*YOUR ASSIGNMENT*
Reproduce word for word the passage of the self-observation text between "From here you" and "happening inside you.", inclusive.

*EXERCISE TEXT*
====

We should know well enough that the mind is not an objective reader of reality. It should be, but it is not. There are a lot of things that we have ideas about, all the time. An idea that you can’t do this and you can’t do that. And you’ve got all the reasons and rationales, and it’s all clear in your brain, but then a situation forces or gives you an opportunity to discover something different about yourself other than your ideas. Then you discover that your mind was all wrong. It wasn’t reading out objective reality!
Part of the reason for these exercises is to get your mind in a place where it registers the reality, the facts, of your bodily state, of your emotional state, and even of the state of your mind.
So we’re talking about something beyond the mind here. We’re talking about something that can register your sensations, your impulses, your feelings, and your thoughts. We’re really talking about starting to see if you can find that part of you that’s outside your mind. It isn’t lost in the center of the mental activity. It isn’t lost in your emotional life. It’s the part of you that, when you’re doing something junky with somebody else, is outside that and recognizes it’s “off” in you. Maybe you can’t control it, maybe you can’t stop it, but you can recognize it.
That’s the beginning of the development of the master, and it needs to be cultivated. There needs to be time and space, and getting in the right position of leverage toward yourself. It’s like strengthening a muscle. All of this is strengthening and training muscles or circuits in yourself. How do you get to that place, where you train and strengthen the muscle that is the mind? Or you train and strengthen and nurture the part of you which is your feelings or your emotional life? Or train and strengthen and nurture the part of you which is your body?
So, this is a preliminary exercise to the first level Body Sensing. It’s basically Self Observation directed inward. You start to get separate. In some way you do have to get really separate, really objective, really separate. It’s not the ultimate way where you would gain control, but it’s the ultimate beginning point. You just watch, and all you want to do is register and remember and gather data.
From here you could begin to understand what needs to be done and what could happen. That’s first level body sensing. It’s being outside and just noting what comes up. You’re not engaged, you’re just watching and noticing what’s happening inside you.
In terms of making appropriate choices in your life, you would have to watch from that same place, and if you’re in your observer, you are going to have time before you just react to what comes at you!
Disambiguation: This exercise differs from the SIFT exercise offered by Daniel Siegel and Tina Payne Bryson in The Whole Brain Child, which is a wonderful book whether or not you are a parent. We arrived at the same acronym in 1996, but the letters stand for different things than what they arrived at later.

====

*INFORMATION*

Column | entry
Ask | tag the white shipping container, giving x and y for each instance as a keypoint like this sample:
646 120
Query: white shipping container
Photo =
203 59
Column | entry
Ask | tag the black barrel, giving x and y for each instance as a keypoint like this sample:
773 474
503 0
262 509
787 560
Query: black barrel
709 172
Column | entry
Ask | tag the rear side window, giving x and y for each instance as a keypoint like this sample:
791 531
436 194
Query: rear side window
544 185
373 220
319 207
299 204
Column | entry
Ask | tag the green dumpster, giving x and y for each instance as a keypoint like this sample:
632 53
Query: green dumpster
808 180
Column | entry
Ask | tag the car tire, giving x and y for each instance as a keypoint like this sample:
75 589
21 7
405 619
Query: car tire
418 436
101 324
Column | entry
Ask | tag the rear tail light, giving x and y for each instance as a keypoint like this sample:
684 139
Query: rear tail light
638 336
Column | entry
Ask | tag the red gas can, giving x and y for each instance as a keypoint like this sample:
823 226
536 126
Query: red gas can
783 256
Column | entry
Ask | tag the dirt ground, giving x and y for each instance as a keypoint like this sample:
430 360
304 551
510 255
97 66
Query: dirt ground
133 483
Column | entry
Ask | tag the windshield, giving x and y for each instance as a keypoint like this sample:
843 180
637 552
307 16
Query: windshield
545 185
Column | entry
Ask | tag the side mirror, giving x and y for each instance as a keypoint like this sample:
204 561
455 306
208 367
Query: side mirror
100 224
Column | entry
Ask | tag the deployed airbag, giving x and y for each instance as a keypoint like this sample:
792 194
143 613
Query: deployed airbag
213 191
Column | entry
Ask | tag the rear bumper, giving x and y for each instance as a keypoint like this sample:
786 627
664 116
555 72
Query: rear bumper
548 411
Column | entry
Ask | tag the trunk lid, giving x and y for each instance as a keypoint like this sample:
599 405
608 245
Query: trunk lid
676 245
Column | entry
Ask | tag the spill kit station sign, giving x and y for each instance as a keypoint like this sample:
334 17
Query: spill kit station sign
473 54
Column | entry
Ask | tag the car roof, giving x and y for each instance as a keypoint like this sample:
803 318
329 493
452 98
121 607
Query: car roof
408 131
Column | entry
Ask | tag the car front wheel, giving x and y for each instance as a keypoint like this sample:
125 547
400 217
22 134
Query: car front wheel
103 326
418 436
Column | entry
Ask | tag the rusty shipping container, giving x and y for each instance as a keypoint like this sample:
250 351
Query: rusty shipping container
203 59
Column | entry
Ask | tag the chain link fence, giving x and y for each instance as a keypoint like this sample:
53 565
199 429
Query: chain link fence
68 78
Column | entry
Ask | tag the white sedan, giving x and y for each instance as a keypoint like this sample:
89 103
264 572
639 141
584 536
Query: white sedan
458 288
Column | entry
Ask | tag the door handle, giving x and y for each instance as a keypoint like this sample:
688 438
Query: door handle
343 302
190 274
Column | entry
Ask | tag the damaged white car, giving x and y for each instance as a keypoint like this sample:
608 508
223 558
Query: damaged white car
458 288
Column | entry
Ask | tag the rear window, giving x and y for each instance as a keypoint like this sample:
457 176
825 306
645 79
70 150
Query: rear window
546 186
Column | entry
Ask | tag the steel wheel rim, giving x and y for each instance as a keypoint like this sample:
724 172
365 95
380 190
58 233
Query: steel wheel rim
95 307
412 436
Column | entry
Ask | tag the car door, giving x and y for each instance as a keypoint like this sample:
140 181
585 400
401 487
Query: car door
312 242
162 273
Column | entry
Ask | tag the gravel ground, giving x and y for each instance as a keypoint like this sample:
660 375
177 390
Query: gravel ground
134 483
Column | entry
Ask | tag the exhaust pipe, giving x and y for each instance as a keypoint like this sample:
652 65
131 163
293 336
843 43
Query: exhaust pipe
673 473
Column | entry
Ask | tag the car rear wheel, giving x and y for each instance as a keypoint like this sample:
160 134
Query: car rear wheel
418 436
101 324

====

*WRITTEN RESPONSE*
From here you could begin to understand what needs to be done and what could happen. That’s first level body sensing. It’s being outside and just noting what comes up. You’re not engaged, you’re just watching and noticing what’s happening inside you.